(Records from a point labeling set)
────
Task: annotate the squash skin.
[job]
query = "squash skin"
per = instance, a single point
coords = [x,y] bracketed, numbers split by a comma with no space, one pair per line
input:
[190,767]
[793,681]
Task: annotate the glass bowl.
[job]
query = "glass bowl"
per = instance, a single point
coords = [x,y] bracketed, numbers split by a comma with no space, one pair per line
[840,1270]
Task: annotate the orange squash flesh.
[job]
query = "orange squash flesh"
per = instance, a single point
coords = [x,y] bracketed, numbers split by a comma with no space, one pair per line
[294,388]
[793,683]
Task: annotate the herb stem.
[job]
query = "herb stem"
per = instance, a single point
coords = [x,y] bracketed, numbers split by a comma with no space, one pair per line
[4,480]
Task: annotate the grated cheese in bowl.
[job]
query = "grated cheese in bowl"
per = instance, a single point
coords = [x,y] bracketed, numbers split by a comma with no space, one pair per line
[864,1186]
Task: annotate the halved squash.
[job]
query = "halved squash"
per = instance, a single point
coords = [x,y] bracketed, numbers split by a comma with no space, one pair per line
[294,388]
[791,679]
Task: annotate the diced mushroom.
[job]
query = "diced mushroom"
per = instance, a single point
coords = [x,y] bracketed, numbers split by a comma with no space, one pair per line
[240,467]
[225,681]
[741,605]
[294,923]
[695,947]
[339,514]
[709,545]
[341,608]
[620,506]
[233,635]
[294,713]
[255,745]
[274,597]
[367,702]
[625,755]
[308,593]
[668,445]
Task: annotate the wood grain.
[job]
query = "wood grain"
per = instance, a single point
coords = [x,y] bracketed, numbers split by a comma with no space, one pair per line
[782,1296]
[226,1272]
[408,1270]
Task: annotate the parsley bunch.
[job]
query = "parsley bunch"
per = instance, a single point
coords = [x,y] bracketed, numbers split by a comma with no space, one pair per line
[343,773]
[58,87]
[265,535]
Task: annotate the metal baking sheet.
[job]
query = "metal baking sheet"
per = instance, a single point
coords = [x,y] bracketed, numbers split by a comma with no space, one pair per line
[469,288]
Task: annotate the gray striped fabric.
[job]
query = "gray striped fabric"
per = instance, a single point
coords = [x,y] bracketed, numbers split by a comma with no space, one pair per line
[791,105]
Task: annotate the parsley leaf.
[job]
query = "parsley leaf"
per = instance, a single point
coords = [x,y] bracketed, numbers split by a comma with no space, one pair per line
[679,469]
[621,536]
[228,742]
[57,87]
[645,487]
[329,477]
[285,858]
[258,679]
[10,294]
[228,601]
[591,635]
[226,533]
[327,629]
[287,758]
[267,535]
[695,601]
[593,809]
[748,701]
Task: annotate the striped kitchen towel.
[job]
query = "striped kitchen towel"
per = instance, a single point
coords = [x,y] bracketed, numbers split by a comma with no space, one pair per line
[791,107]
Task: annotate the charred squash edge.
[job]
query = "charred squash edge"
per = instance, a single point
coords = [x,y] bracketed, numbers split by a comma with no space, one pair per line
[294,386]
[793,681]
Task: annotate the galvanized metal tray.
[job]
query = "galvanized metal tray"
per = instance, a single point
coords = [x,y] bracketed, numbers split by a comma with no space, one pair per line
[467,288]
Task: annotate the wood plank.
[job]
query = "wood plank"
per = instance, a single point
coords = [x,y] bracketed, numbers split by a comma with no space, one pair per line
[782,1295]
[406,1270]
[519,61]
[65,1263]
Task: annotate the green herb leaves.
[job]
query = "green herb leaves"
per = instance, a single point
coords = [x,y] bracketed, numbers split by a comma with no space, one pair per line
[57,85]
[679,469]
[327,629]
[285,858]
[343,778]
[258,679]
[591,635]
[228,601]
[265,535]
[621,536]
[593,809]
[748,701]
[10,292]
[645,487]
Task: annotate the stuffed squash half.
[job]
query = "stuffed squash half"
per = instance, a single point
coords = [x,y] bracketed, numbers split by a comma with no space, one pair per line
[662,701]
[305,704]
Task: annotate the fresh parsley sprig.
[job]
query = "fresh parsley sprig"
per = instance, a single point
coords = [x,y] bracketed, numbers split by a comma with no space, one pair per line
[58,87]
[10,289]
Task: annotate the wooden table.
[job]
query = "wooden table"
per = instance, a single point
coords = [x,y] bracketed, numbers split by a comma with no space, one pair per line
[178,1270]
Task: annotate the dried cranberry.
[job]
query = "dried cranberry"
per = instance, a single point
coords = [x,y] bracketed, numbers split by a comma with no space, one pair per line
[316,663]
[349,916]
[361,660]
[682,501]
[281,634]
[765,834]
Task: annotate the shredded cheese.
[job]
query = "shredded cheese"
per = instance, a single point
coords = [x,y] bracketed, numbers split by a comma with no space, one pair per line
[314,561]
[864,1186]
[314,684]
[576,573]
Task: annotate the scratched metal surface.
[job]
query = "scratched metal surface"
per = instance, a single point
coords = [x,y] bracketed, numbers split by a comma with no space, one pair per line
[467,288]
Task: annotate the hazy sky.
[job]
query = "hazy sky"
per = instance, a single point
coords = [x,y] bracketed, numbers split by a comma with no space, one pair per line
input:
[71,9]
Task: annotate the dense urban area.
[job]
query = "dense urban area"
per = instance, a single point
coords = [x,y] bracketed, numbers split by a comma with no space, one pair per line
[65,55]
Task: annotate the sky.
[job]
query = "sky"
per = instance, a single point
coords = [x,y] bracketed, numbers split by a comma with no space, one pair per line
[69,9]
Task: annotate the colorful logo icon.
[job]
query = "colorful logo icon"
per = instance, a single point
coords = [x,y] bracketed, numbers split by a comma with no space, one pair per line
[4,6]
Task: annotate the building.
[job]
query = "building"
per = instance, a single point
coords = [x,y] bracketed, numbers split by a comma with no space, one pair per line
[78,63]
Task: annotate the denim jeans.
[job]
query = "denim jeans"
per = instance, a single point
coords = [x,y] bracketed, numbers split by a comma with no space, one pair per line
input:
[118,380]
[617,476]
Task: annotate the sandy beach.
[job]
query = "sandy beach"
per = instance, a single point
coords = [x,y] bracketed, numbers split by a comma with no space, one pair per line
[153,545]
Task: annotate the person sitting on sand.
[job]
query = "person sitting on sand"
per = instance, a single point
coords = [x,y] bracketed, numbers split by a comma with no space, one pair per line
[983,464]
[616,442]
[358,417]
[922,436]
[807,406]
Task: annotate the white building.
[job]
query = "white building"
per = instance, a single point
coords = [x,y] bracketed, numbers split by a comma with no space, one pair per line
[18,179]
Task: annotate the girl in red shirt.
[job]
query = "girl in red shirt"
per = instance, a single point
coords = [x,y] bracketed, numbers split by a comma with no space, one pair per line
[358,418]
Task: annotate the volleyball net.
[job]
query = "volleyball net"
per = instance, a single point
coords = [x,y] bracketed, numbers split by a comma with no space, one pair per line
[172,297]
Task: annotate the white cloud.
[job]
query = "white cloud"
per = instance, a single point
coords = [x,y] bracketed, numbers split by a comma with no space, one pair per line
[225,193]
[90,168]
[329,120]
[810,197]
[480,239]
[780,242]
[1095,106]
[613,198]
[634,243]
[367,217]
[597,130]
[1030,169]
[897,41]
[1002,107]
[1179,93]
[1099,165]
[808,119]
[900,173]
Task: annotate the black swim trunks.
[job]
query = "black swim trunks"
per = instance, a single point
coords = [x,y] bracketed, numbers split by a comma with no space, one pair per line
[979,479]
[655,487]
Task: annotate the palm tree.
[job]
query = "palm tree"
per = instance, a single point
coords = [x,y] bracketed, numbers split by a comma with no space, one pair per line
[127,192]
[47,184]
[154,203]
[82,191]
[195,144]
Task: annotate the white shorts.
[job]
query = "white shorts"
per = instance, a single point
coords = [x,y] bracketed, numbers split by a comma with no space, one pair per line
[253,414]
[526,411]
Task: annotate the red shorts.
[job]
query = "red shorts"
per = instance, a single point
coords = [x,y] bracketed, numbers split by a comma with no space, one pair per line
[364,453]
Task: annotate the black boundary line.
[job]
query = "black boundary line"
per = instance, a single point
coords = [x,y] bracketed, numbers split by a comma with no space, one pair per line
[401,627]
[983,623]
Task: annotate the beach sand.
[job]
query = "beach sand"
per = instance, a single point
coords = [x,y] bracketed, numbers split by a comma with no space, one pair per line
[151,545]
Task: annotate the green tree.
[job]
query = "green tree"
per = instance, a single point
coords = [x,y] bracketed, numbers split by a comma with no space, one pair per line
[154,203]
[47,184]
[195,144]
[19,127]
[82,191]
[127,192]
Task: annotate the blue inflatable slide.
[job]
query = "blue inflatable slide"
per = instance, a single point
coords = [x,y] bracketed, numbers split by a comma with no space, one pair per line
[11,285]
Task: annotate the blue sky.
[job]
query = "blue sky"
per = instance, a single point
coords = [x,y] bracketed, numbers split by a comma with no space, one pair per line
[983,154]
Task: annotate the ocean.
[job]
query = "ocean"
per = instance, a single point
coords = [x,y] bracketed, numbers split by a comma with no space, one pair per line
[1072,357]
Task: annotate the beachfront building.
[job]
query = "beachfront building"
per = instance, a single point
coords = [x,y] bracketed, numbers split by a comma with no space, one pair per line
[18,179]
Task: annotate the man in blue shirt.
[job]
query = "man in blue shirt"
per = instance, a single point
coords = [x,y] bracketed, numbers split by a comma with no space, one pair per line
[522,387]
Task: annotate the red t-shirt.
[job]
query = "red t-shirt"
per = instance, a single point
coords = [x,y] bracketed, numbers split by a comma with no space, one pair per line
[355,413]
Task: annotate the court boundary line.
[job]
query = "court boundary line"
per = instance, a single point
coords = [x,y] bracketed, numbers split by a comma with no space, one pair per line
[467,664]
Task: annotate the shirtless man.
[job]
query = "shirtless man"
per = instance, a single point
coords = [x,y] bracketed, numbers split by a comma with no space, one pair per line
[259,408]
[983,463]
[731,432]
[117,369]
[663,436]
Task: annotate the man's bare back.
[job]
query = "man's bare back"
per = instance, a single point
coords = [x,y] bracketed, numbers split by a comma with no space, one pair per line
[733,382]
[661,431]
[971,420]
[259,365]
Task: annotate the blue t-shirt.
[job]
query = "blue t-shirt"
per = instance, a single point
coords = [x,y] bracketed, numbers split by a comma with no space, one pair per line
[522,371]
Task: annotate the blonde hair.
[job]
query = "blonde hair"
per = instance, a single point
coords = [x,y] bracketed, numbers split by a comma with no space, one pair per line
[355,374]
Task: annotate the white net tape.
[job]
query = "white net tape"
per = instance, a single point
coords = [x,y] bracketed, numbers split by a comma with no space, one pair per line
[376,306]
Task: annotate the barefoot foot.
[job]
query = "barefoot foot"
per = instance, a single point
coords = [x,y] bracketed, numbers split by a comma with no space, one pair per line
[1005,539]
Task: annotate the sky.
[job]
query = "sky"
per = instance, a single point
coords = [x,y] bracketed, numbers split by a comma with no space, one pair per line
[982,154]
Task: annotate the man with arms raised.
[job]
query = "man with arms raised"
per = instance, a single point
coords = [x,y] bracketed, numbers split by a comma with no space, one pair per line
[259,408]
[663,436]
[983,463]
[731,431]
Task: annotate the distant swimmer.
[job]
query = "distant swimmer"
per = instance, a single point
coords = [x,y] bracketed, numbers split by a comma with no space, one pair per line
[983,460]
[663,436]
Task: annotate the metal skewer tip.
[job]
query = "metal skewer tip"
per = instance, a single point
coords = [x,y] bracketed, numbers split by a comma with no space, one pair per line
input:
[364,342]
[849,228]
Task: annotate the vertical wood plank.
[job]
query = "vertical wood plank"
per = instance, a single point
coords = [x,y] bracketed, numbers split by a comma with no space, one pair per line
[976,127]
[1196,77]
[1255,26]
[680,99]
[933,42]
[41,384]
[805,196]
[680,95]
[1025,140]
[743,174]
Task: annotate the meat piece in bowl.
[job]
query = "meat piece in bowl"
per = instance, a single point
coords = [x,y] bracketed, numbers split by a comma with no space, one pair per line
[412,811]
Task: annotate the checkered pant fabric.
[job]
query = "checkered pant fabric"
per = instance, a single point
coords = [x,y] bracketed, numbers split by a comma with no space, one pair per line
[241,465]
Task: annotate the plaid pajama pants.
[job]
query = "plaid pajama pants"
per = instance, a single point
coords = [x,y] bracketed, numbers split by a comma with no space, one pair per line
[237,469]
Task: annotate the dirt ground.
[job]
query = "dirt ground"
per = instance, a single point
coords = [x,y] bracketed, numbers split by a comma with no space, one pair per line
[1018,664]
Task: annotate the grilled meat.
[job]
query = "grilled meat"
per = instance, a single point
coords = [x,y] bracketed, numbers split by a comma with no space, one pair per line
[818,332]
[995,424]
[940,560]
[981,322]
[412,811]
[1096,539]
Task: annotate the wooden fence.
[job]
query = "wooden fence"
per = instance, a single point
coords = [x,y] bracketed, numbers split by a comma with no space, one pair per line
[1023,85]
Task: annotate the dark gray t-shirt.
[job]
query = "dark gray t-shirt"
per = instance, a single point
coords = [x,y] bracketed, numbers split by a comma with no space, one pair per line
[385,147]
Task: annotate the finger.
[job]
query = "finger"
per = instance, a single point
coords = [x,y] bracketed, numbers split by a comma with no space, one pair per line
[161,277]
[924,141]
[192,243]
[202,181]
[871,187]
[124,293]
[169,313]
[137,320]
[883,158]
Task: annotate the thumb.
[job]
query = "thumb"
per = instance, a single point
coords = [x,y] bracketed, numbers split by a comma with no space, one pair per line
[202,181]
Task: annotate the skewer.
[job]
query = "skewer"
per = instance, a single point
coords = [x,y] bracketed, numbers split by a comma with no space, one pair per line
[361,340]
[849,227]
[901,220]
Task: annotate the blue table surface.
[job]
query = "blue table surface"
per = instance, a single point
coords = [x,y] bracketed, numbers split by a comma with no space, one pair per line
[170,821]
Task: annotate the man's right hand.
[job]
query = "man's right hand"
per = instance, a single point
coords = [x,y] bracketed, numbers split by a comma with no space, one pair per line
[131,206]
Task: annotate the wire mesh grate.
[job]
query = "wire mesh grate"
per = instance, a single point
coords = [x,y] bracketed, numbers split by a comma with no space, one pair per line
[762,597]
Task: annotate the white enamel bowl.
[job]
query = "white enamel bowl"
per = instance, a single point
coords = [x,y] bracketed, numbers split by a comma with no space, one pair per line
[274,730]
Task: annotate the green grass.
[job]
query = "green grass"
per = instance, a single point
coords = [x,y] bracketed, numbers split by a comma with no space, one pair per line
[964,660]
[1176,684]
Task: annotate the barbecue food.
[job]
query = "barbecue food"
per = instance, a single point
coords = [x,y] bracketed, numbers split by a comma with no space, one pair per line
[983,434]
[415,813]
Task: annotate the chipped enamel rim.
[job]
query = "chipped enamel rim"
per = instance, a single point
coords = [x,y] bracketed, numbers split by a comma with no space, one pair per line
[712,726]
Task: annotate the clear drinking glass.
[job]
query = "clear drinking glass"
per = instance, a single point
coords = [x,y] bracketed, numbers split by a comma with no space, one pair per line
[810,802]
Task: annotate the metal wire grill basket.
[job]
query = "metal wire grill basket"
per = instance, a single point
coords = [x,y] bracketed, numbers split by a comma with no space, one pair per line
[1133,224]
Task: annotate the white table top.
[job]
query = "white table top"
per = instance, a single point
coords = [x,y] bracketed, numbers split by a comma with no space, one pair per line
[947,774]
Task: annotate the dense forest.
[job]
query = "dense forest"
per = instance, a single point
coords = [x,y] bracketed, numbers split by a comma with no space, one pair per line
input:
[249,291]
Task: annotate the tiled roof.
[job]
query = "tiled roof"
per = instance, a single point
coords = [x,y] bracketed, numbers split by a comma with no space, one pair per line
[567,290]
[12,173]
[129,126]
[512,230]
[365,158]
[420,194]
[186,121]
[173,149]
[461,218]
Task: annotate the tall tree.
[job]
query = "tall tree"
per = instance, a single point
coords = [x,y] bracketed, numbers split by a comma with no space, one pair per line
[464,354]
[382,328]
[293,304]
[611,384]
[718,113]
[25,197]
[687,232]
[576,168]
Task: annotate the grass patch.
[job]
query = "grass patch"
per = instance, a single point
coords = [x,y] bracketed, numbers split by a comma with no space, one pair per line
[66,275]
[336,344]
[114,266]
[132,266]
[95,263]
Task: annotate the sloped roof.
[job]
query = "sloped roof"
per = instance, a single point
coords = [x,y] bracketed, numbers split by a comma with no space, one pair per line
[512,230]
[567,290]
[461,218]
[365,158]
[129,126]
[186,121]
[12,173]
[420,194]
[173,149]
────
EXERCISE
Rewrite the records from the line with "Task: annotate the grass patch." through the end, changing "sloped roof" to "slanted roof" and keeping everything else as it is.

PROBLEM SOLUTION
Task: annotate the grass patch.
[job]
query = "grass patch"
per = instance, a single point
coords = [x,y] bracketed, numbers split by a comma with no space, one pair per line
[66,275]
[336,344]
[114,266]
[132,266]
[95,263]
Task: annotate the slanted roof.
[job]
query = "slanted roof"
per = instance, a single point
coords = [x,y] bracketed, numbers split by a comma with no space, one pair per line
[512,230]
[567,290]
[461,218]
[365,158]
[129,126]
[186,121]
[12,173]
[420,194]
[173,149]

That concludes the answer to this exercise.